▶ _EXERCISE PROMPT_: Exact repetition of every entry is required.

▶ _DATA ENTRIES_:
↓↓↓
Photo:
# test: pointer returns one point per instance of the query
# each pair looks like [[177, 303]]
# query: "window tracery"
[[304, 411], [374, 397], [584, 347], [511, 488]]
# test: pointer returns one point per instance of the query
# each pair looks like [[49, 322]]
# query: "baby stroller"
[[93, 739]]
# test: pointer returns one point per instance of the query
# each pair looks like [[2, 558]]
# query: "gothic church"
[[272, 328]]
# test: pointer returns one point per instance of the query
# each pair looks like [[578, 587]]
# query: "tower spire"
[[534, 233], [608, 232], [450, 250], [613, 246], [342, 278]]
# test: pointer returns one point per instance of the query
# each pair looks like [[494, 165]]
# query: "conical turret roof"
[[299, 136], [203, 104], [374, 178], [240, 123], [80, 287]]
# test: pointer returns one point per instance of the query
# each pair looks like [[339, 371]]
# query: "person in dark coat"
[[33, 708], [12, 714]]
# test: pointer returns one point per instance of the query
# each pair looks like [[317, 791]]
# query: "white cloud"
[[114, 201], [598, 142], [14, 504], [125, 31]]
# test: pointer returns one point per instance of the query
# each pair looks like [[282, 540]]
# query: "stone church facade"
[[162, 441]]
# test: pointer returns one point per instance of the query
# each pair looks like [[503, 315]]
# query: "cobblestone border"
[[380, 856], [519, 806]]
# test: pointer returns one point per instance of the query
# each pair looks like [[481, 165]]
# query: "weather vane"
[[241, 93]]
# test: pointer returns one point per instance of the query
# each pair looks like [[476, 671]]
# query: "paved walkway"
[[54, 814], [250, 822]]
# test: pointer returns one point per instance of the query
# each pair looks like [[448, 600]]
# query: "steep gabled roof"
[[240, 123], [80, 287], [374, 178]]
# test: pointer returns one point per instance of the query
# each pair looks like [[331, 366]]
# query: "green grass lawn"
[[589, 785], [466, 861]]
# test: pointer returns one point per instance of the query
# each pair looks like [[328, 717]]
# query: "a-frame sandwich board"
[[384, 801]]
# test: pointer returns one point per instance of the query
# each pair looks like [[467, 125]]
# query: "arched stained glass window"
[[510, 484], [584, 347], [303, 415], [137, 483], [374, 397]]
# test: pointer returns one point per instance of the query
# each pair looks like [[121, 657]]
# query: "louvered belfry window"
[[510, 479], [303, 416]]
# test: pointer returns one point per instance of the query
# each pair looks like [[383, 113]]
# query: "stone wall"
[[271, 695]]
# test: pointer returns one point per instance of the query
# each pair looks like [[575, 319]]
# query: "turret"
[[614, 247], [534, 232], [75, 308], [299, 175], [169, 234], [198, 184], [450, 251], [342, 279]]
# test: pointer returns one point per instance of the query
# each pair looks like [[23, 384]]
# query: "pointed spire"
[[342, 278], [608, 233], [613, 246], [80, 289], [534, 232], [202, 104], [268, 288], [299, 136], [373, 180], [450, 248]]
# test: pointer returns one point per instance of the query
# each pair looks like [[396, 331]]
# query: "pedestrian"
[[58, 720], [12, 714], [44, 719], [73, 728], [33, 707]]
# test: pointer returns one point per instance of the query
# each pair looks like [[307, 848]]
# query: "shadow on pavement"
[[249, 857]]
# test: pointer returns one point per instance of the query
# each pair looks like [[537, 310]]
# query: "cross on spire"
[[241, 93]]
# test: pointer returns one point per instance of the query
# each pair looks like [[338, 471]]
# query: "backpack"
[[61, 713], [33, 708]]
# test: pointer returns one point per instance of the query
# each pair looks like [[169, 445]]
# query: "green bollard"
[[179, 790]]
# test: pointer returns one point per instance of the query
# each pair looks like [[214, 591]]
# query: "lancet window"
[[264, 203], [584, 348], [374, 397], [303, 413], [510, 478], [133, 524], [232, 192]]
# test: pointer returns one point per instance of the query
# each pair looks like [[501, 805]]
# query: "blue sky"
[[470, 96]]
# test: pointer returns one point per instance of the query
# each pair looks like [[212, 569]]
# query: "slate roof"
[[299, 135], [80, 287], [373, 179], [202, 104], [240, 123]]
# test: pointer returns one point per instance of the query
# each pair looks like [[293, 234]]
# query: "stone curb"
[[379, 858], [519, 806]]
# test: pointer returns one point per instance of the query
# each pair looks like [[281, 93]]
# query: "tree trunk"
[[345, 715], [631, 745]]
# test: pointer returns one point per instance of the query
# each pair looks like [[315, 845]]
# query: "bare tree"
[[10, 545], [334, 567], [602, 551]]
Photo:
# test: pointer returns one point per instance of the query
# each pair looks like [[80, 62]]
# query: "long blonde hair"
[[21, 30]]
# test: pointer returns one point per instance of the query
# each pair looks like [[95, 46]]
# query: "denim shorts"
↑↑↑
▶ _EXERCISE RESPONSE_:
Photo:
# test: pointer returns one point per instance of the query
# each pair looks like [[177, 303]]
# query: "window tracery"
[[304, 411], [374, 397], [584, 347], [511, 488]]
# test: pointer returns one point per instance of the query
# each pair looks like [[49, 322]]
# query: "baby stroller"
[[93, 739]]
# test: pointer returns one point per instance of the query
# each pair looks like [[2, 558]]
# query: "gothic church"
[[272, 328]]
# test: pointer returns one point per instance of the query
# each pair looks like [[578, 587]]
# query: "tower spire"
[[534, 233], [608, 232], [450, 250], [613, 246], [342, 278]]
# test: pointer returns one point per instance of the query
# each pair looks like [[494, 165]]
# query: "conical turret roof"
[[299, 136], [203, 104], [374, 178], [240, 123], [80, 287]]
# test: pointer returns one point per instance of the query
# each pair looks like [[339, 371]]
# query: "person in dark coat"
[[33, 708], [12, 714]]
# test: pointer returns one point per instance of the query
# each pair looks like [[317, 791]]
# query: "white cloud"
[[114, 201], [598, 142], [14, 504], [125, 31]]
# test: pointer returns one point per instance of the query
# each pair looks like [[282, 540]]
# query: "stone church facade"
[[162, 441]]
# test: pointer returns one point per instance of the query
# each pair looks like [[503, 315]]
# query: "cobblestone border"
[[380, 856], [519, 806]]
# test: pointer returns one point per instance of the query
# each pair looks like [[481, 165]]
# query: "weather vane"
[[241, 93]]
# test: pointer returns one point per instance of the query
# each pair looks like [[476, 671]]
# query: "paved walkway"
[[54, 814], [250, 822]]
# test: pointer returns one point per instance of the query
# each pair looks like [[448, 600]]
# query: "steep gabled roof"
[[240, 123], [80, 287], [374, 178]]
# test: pointer returns one point per instance of the query
# each pair looks like [[331, 366]]
# query: "green grass lawn"
[[589, 785], [466, 861]]
# test: pointer returns one point per instance of the query
# each pair looks like [[328, 717]]
# query: "a-frame sandwich board"
[[384, 801]]
# test: pointer returns one point per instance of the query
# each pair looks like [[467, 125]]
# query: "arched stained glass window"
[[510, 484], [584, 347], [303, 415], [137, 483], [374, 397]]
# test: pointer returns one point per instance of the query
# each pair looks like [[121, 657]]
# query: "louvered belfry window"
[[510, 479], [303, 416]]
# test: pointer returns one point per instance of the query
# each pair looks like [[383, 113]]
# query: "stone wall"
[[271, 695]]
# test: pointer returns one point per instance of the query
# each pair looks like [[575, 319]]
# query: "turret"
[[614, 247], [534, 232], [75, 308], [299, 175], [169, 234], [198, 184], [450, 251], [342, 279]]
# test: pointer returns one point per instance of the query
# each pair looks like [[23, 384]]
# query: "pointed spire"
[[342, 278], [608, 233], [613, 246], [80, 289], [534, 232], [202, 104], [268, 288], [299, 136], [373, 180], [450, 248]]
# test: pointer returns one point per instance of the query
# each pair looks like [[396, 331]]
# query: "pedestrian"
[[58, 720], [12, 714], [44, 719], [73, 728], [33, 707]]
# test: pointer returns one point per instance of the query
# each pair looks like [[307, 848]]
# query: "shadow on pavement"
[[249, 857]]
# test: pointer returns one point per instance of the query
# each pair looks like [[537, 310]]
# query: "cross on spire"
[[241, 93]]
# test: pointer returns one point per instance of the query
# each pair looks like [[338, 471]]
# query: "backpack"
[[61, 713], [33, 708]]
# test: pointer returns one point per instance of the query
# each pair looks like [[169, 445]]
# query: "green bollard"
[[179, 790]]
# test: pointer returns one point per instance of the query
# each pair looks like [[214, 591]]
# query: "lancet window"
[[264, 203], [584, 348], [374, 397], [303, 413], [510, 478], [133, 524], [232, 192]]
# test: pointer returns one point per instance of the query
# each pair looks like [[501, 805]]
# query: "blue sky"
[[470, 96]]
# test: pointer returns one point per instance of the query
# each pair looks like [[212, 569]]
# query: "slate roof"
[[299, 135], [80, 287], [373, 179], [202, 104], [240, 123]]
# test: pointer returns one point per instance of the query
# each pair looks like [[293, 234]]
# query: "stone curb"
[[379, 858], [519, 806]]
# test: pointer returns one point per instance of the query
# each pair looks like [[281, 93]]
# query: "tree trunk"
[[345, 715], [631, 745]]
# test: pointer returns one point per instance of the query
# each pair looks like [[315, 845]]
# query: "bare tree"
[[10, 545], [334, 567], [602, 551]]
Photo:
# test: pointer returns one point per instance of the query
# each pair looks like [[80, 62]]
# query: "long blonde hair"
[[21, 30]]
# test: pointer returns one point per instance of the query
# each pair looks like [[95, 46]]
# query: "denim shorts"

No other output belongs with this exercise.